* Work to complete
Repeat every line of the listing below exactly, minus the pictures.

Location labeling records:
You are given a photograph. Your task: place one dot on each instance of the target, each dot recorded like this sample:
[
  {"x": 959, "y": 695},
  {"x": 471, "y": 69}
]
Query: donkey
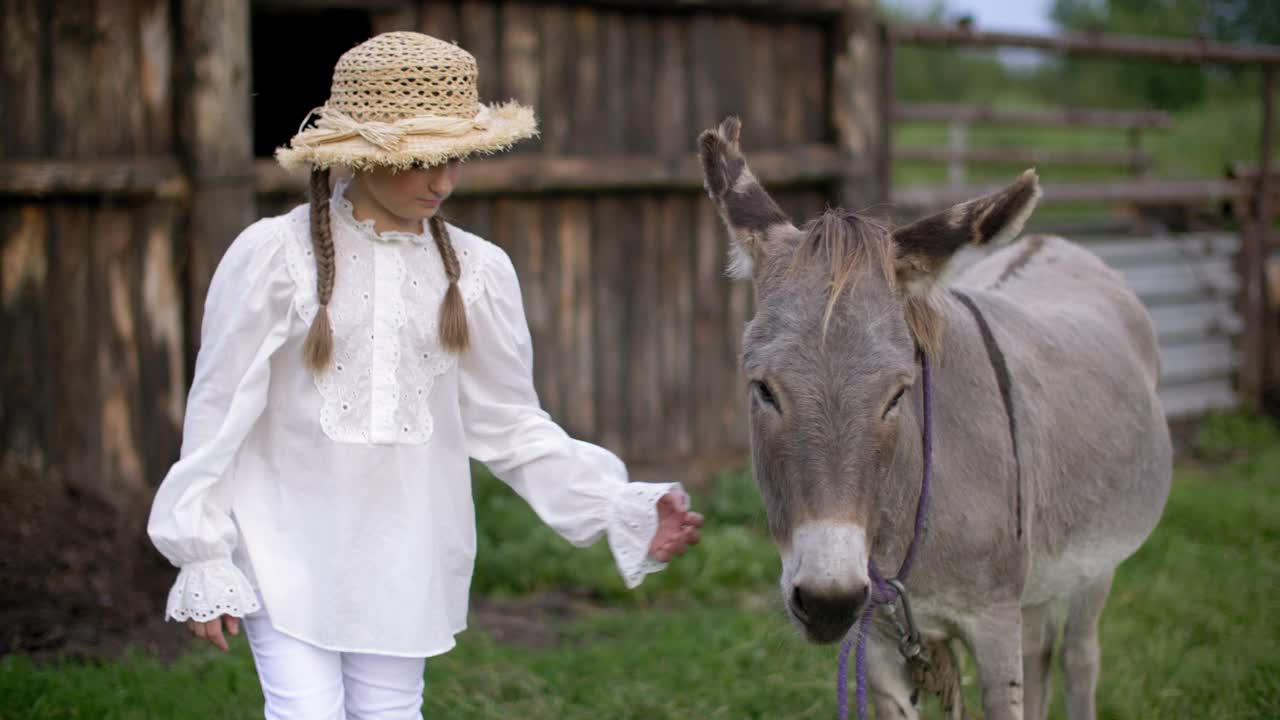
[{"x": 1051, "y": 460}]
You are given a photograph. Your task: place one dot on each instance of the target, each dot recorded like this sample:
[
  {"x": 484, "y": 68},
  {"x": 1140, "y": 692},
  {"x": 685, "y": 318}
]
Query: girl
[{"x": 355, "y": 352}]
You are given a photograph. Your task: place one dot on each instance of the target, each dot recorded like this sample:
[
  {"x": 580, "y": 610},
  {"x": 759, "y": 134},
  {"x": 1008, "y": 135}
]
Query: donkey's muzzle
[{"x": 827, "y": 614}]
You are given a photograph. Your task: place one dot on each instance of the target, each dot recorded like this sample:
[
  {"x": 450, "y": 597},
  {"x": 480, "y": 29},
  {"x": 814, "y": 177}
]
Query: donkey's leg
[
  {"x": 888, "y": 684},
  {"x": 1040, "y": 632},
  {"x": 996, "y": 642},
  {"x": 1080, "y": 650}
]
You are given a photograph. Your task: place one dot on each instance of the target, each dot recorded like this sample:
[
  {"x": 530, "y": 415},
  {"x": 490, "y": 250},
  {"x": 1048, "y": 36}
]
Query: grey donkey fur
[{"x": 1051, "y": 447}]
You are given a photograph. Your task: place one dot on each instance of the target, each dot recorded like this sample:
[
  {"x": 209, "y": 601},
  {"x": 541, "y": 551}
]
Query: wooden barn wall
[
  {"x": 636, "y": 331},
  {"x": 91, "y": 300}
]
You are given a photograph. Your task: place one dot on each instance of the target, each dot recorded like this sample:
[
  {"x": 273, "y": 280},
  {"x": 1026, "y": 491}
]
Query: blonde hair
[{"x": 318, "y": 347}]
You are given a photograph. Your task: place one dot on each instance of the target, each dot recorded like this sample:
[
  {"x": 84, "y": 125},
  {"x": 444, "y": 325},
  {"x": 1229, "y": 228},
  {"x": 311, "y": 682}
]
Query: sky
[{"x": 1014, "y": 16}]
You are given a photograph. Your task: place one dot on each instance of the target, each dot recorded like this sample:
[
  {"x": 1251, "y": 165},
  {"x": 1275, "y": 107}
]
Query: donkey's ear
[
  {"x": 754, "y": 219},
  {"x": 924, "y": 246}
]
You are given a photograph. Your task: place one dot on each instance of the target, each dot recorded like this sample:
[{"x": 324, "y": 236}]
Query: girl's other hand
[
  {"x": 213, "y": 629},
  {"x": 677, "y": 527}
]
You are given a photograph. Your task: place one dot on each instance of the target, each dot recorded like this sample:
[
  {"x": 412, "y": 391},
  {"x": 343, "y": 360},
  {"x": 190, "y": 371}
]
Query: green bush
[{"x": 517, "y": 554}]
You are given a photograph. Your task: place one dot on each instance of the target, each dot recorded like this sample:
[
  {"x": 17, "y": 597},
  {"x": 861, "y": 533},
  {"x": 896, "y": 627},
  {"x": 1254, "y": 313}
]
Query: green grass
[
  {"x": 1189, "y": 630},
  {"x": 1200, "y": 145}
]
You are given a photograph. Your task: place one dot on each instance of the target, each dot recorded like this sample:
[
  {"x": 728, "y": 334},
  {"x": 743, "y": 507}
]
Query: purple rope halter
[{"x": 882, "y": 591}]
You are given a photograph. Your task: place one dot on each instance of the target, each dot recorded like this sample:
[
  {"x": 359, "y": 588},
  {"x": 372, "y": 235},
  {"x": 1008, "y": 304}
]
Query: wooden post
[
  {"x": 1253, "y": 213},
  {"x": 1138, "y": 163},
  {"x": 1270, "y": 361},
  {"x": 859, "y": 112},
  {"x": 218, "y": 140},
  {"x": 958, "y": 141}
]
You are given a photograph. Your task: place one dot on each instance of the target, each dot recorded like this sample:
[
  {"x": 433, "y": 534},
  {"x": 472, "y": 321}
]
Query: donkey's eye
[
  {"x": 892, "y": 404},
  {"x": 766, "y": 395}
]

* Result of this exercise
You are given a photograph. Your task: place one dot on each instance of the target, each dot recorded like this sample:
[
  {"x": 959, "y": 695},
  {"x": 471, "y": 69}
]
Query: donkey
[{"x": 1051, "y": 460}]
You are given a photograph. Your task: place one dot on each instance of the target, each dot recorded like this sample:
[
  {"x": 484, "y": 68},
  {"x": 1140, "y": 692},
  {"x": 685, "y": 318}
]
Query: girl
[{"x": 355, "y": 352}]
You are given a photograph. Your task: place one dot on each instance of the target, each dot recorded like this sample:
[
  {"x": 580, "y": 610},
  {"x": 759, "y": 134},
  {"x": 1008, "y": 135}
]
Query: donkey's muzzle
[{"x": 827, "y": 614}]
You are given a photograph. Your task: place one dot on each instance of the target, each dot recorded like this sample:
[
  {"x": 450, "y": 597},
  {"x": 480, "y": 29},
  {"x": 814, "y": 177}
]
Query: donkey's leg
[
  {"x": 888, "y": 684},
  {"x": 1040, "y": 632},
  {"x": 996, "y": 642},
  {"x": 1080, "y": 650}
]
You are given a photograph. Your task: place one dot on each instance of the target, each dot recorded like this sample:
[
  {"x": 530, "y": 415},
  {"x": 490, "y": 250},
  {"x": 1048, "y": 36}
]
Query: grey donkey fur
[{"x": 1051, "y": 447}]
You are given a photograph. Your task: place one dot on each instance of the target, each dot recorded like this sample:
[
  {"x": 209, "y": 601},
  {"x": 541, "y": 551}
]
Query: wooden barn wall
[
  {"x": 636, "y": 331},
  {"x": 91, "y": 300}
]
You are given a photograph. Your task: place one dot on each instance of the target, each dot recorded like this sample:
[
  {"x": 273, "y": 280},
  {"x": 1026, "y": 491}
]
Query: blonde hair
[{"x": 318, "y": 347}]
You are given a photograph. Your task: place one dot on each instance of the target, each dot recorded like this sample:
[
  {"x": 84, "y": 125},
  {"x": 444, "y": 325},
  {"x": 1229, "y": 228},
  {"x": 311, "y": 682}
]
Query: sky
[{"x": 1014, "y": 16}]
You are given a photograph. Your task: place one dot on each instance of the target, each dot recorded like this sample:
[
  {"x": 1251, "y": 165},
  {"x": 1275, "y": 107}
]
Query: donkey's ear
[
  {"x": 754, "y": 219},
  {"x": 924, "y": 246}
]
You are given a photograph. Your task: place one dot on each instance of the target, each dot recorded like this sample:
[{"x": 324, "y": 236}]
Query: girl's other hand
[
  {"x": 213, "y": 629},
  {"x": 677, "y": 527}
]
You are given a photograph. Your task: place one dot on each instance of the target, each dot recorded like this sample:
[
  {"x": 412, "y": 391},
  {"x": 343, "y": 360},
  {"x": 190, "y": 371}
]
Query: green bush
[{"x": 517, "y": 554}]
You are given a photograph. Your task: place one dot on each instance of the target, each dot recorded like this sample:
[
  {"x": 17, "y": 597},
  {"x": 861, "y": 533},
  {"x": 896, "y": 627},
  {"x": 1254, "y": 313}
]
Query: green grass
[
  {"x": 1189, "y": 630},
  {"x": 1200, "y": 145}
]
You are given a photograph. Your task: place one dot on each instance of the target, each dot recorded like this sample:
[
  {"x": 728, "y": 334},
  {"x": 743, "y": 507}
]
Query: purple rope halter
[{"x": 882, "y": 591}]
You are given a photograph. Your task: place one dot on each instance of the target, each dot recorded like this sample:
[
  {"x": 359, "y": 588},
  {"x": 372, "y": 235},
  {"x": 1008, "y": 304}
]
Query: wooden post
[
  {"x": 1253, "y": 213},
  {"x": 1138, "y": 163},
  {"x": 1270, "y": 361},
  {"x": 859, "y": 112},
  {"x": 218, "y": 140},
  {"x": 958, "y": 141}
]
You are given a photograph. Your task: place one dot on each instance of the target, each dot recorded like this sample:
[
  {"x": 433, "y": 534},
  {"x": 472, "y": 321}
]
Query: donkey's eye
[
  {"x": 892, "y": 404},
  {"x": 766, "y": 395}
]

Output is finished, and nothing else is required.